Provide the number of lines of the records that include "reflection", with no other content.
***** DATA FOR THIS EXERCISE *****
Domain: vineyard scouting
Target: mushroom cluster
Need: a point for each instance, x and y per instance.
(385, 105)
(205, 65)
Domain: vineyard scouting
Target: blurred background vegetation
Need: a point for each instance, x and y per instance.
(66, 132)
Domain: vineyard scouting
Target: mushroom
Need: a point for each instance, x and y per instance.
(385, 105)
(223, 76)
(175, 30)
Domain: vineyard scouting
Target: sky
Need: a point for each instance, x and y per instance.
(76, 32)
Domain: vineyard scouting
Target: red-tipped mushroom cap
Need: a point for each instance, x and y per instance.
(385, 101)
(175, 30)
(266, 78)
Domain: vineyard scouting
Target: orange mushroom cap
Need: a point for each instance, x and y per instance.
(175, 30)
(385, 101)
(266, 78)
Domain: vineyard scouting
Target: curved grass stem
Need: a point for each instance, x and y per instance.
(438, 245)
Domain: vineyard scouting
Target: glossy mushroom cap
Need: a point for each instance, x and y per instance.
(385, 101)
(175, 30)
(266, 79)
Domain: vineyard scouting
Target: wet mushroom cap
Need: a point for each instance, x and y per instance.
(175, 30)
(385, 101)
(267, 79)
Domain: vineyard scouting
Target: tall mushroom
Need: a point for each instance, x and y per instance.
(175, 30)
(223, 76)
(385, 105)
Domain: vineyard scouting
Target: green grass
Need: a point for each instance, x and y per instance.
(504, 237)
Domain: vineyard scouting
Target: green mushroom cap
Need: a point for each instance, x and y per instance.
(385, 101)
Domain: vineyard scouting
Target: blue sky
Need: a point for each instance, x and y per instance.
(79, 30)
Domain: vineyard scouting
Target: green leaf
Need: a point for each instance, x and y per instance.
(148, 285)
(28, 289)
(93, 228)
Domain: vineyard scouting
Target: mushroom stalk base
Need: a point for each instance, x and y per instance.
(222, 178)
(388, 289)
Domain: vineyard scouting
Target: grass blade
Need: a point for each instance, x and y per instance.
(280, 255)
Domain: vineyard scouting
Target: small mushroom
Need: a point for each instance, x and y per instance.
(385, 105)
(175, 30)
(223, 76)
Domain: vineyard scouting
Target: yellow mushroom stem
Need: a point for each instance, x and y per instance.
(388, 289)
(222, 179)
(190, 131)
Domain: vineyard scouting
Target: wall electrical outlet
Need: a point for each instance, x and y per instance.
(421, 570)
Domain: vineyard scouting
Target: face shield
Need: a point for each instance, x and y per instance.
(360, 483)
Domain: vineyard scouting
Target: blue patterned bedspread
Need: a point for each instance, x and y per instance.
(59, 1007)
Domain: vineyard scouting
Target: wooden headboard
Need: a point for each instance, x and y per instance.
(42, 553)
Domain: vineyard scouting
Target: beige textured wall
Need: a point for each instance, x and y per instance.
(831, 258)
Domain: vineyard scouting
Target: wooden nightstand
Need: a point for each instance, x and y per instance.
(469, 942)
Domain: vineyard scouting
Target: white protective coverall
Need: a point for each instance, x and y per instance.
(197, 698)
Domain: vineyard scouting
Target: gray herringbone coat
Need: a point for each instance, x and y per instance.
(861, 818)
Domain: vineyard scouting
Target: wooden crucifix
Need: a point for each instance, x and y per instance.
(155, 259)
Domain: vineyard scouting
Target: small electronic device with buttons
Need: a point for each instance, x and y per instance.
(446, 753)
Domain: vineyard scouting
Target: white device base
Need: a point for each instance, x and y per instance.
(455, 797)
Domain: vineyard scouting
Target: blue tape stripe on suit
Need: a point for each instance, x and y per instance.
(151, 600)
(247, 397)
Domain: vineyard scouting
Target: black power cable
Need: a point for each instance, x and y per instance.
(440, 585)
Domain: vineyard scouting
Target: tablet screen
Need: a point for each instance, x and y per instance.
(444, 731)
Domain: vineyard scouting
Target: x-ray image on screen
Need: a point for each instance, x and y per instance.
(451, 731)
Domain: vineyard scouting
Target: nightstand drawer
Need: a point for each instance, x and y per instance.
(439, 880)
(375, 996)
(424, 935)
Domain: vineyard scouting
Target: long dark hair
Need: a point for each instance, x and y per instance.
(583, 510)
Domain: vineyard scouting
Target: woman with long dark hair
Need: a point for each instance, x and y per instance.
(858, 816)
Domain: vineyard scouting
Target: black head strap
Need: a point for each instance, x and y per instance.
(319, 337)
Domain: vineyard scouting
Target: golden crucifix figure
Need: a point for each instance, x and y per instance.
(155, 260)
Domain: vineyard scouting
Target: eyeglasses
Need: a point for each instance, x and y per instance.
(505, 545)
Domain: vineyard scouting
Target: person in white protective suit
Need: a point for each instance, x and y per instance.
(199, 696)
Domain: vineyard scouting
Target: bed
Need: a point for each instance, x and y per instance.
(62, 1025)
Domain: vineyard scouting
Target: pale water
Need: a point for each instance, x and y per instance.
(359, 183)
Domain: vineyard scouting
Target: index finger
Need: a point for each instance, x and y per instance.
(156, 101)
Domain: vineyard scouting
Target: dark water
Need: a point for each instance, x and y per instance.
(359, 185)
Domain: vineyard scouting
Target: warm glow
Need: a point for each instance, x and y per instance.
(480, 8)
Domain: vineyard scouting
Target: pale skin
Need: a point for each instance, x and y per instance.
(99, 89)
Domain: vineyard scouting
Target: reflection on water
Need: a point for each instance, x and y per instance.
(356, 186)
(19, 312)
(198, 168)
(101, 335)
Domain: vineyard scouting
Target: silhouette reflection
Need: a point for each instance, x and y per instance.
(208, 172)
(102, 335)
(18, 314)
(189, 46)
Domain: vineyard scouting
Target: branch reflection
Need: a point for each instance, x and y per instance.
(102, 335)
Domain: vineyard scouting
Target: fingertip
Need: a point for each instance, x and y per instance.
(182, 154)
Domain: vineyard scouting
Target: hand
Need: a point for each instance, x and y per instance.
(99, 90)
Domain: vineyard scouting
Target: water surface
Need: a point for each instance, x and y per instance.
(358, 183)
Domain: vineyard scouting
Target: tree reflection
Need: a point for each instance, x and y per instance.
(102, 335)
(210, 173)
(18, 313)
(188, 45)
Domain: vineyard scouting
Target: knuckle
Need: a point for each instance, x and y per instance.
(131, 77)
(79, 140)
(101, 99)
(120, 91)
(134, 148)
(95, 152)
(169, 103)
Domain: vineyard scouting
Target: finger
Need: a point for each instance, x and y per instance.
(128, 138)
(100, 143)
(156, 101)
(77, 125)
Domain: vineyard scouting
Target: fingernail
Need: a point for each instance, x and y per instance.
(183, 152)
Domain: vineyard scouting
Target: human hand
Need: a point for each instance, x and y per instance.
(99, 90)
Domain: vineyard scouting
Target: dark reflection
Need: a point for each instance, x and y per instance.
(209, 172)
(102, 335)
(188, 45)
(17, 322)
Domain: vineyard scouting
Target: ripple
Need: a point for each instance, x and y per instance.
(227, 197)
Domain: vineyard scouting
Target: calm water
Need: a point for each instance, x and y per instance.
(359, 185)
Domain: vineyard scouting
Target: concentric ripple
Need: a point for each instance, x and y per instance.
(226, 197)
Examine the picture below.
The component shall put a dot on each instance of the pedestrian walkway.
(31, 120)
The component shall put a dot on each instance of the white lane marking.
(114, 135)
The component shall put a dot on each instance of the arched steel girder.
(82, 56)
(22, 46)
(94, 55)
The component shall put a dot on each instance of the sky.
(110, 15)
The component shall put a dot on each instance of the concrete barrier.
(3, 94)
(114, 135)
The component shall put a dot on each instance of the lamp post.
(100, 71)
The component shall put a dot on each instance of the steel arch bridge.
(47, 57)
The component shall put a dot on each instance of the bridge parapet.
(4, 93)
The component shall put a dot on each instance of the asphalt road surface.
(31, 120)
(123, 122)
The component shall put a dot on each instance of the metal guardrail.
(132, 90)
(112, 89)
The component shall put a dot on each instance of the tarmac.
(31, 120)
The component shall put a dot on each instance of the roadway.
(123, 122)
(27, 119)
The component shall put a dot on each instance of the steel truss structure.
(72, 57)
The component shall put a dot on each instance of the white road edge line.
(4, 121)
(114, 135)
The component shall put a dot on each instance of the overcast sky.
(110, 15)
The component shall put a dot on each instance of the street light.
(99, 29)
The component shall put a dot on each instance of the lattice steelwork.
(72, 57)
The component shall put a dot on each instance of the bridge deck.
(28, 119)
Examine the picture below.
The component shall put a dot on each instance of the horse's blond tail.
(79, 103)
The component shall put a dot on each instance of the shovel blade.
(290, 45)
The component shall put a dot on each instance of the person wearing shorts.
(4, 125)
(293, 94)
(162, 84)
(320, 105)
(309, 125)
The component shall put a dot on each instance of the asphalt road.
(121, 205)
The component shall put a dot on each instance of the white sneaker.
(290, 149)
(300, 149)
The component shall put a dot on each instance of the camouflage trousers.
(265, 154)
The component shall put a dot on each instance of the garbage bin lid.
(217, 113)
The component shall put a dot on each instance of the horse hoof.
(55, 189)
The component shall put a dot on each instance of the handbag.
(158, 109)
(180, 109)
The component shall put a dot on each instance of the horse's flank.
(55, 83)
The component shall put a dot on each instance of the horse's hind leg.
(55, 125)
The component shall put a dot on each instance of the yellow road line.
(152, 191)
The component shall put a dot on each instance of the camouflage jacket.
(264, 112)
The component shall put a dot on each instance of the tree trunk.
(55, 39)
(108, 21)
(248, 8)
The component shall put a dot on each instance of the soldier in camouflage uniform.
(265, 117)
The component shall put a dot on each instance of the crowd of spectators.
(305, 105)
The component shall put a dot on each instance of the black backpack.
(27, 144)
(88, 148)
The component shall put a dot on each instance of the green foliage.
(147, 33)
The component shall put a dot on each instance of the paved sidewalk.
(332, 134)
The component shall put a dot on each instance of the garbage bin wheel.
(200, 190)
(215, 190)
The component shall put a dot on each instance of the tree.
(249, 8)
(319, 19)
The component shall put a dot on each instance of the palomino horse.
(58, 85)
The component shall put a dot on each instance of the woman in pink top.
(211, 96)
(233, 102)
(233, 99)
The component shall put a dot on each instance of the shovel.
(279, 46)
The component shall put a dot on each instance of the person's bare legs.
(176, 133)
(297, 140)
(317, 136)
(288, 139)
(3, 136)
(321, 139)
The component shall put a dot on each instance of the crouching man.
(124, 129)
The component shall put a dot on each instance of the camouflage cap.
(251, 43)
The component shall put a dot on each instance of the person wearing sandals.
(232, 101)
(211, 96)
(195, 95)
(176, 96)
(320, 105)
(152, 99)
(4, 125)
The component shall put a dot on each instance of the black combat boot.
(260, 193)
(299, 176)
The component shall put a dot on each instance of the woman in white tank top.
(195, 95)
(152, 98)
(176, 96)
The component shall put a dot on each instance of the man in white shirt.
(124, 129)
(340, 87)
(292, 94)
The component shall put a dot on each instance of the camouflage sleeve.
*****
ANSWER SPACE :: 5